男と女をはっきり区別はするが、物事を「男」だから、「女」だから、で決めつけない。

 

社会の規範に従うことが、自分を失うことだと思い込まない。

 

物事を一面だけから考えない。

 

自分の義務と権利を秤にかけて、権利に先に錘を乗せない。

 

率直が美徳であるとは考えない。

 

 

 

流行語を使わない。

 

略語、たとえば「冬のソナタ」を「冬ソナ」というが如き、を使わない。

 

外国語も略さない。ピアノフォルテをピアノとい言うのはともかく、間違っても「ハリー・ポッター」を「ハリポタ」などとは言わない。

 

「ホーフマンスタル」を「ホフマンシュタール」とはいわない、書かない。

 

「セルバンテス」を「セルヴァンテス」とは言わない、書かない。

 

「イエズス会士」を「ジェスイット教徒」などと書かない。

 

「幕間」を「まくま」などとは言わない。

 

よその業界用語を使わない。

 

寿司屋で、「ゲソ」だの「ギョク」だのと言うのも含めて。

 

あからさまにものを言わない、書かない。とりわけ、性について。

 

大袈裟な表現は使わない。

 

クリシェを恥らわずに使わない。「理性と教養が邪魔をして」などというのもその一つ。

 

()むを得ず(えず)自動車を運転するときは、自分の都合だけで後続車にブレーキを踏ませない。

 

自転車に乗っているとき、後ろも見ずに、駐車を避けて右に膨らまない。

 

左折車が並んで待っているのに、わざとゆっくり横断歩道を渡らない。

 

人前で煙草を喫わない。路上や駅などで、吸い殻を捨てるなどは論外。

 

駅で、傘や空手でゴルフ・スイングの真似などしない。

 

自分の通ったドアの始末を、次に来る人にさせない。

 

他人の読んでいる雑誌や新聞に手を出さない。

 

何かに寄り掛かって立たない。

 

満員電車で他人の背を書見台にしない。

 

人前で髪に手を触れない。

 

どんなに空いていても、電車の七人掛けのシートに、六人掛け以下のような座り方をしない。

 

シルバー・シートなるものには腰掛けない。

 

 

 

「ありがとう」「ごめんなさい」を言うのにこだわらない。

 

新幹線のグリーン車に乗っても、前の座席の肘掛に、靴を脱いだ足を乗せない、足代に乗せた足で貧乏揺すりをしない。前の座席の背もたれを蹴飛ばさない。

 

飛行機で手洗いに立つとき、前の座席の背もたれを支えにしない、蹴飛ばさない。

 

エスカレーターで、わざわざ広がって立たない。

 

(くび)に青筋が立つような話方をしない。

 

突飛な服装や身形をしない。

 

歩きながらものを食べない。

 

ナイフやフォークを使うとき、小指を張らない。

 

フォークの背に御飯を乗せない。

提供された行
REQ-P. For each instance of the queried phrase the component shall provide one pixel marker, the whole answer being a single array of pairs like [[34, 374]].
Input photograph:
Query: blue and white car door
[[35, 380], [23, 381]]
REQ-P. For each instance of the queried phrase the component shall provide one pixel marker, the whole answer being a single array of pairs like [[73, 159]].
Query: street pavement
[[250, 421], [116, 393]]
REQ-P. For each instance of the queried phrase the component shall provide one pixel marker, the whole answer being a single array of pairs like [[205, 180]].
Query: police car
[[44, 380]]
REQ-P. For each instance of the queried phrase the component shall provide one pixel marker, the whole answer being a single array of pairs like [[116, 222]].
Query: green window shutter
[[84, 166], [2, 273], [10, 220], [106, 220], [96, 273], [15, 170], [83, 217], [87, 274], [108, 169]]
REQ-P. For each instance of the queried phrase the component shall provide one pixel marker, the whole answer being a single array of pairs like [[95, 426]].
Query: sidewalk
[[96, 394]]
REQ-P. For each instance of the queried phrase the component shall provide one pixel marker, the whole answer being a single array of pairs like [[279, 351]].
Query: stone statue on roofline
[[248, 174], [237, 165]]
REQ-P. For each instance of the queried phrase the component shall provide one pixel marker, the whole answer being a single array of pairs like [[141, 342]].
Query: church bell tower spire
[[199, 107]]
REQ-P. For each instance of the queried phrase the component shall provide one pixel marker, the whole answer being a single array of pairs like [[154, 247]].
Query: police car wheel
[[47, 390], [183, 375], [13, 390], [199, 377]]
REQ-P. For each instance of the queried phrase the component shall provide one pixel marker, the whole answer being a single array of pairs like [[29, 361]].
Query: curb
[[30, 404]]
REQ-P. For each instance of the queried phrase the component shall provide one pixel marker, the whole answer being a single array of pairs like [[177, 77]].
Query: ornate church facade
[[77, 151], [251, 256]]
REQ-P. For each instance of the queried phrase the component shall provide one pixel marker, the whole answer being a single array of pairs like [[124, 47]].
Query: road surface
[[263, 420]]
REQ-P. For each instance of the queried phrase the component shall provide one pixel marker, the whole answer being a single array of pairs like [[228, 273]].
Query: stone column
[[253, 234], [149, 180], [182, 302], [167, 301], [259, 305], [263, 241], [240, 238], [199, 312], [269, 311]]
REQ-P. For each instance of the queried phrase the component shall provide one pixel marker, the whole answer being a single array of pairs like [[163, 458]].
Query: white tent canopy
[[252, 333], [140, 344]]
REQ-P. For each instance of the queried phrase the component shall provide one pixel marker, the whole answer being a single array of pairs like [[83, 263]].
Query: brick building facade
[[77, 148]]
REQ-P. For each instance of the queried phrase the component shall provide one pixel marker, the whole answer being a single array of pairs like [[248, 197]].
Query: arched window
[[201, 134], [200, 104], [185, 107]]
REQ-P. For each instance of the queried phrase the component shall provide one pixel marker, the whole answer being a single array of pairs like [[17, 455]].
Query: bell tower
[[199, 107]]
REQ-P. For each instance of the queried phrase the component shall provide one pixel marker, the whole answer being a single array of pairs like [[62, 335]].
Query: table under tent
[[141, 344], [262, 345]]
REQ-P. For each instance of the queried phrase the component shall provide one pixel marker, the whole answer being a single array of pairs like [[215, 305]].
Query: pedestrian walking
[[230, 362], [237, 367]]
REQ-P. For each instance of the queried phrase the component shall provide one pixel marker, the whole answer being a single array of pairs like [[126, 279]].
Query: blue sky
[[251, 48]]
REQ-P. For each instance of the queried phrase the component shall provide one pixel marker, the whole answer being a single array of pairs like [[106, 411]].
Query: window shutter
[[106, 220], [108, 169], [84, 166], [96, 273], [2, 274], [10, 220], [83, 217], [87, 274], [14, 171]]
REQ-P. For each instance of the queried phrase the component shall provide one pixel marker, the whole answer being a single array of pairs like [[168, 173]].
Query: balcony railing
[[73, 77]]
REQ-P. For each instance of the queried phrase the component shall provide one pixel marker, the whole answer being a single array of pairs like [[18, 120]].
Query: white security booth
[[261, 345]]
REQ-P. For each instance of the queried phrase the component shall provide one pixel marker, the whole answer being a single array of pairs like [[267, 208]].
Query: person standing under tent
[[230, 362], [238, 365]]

課題の指示
次の1.〜3.の記述が提供された文章の内容と合っているか判定し、それぞれ「はい」か「いいえ」で答え、判断の根拠となる文章中の語句を引用せよ。
1. 率直さを美徳と考えるべきだとしている。
2. 寿司屋で「ゲソ」や「ギョク」と言うことは避けるべき言葉づかいに含めている。
3. エスカレーターで広がって立つことを戒めている。

問題の解答
1. いいえ。「率直が美徳であるとは考えない。」
2. はい。「寿司屋で、「ゲソ」だの「ギョク」だのと言うのも含めて。」
3. はい。「エスカレーターで、わざわざ広がって立たない。」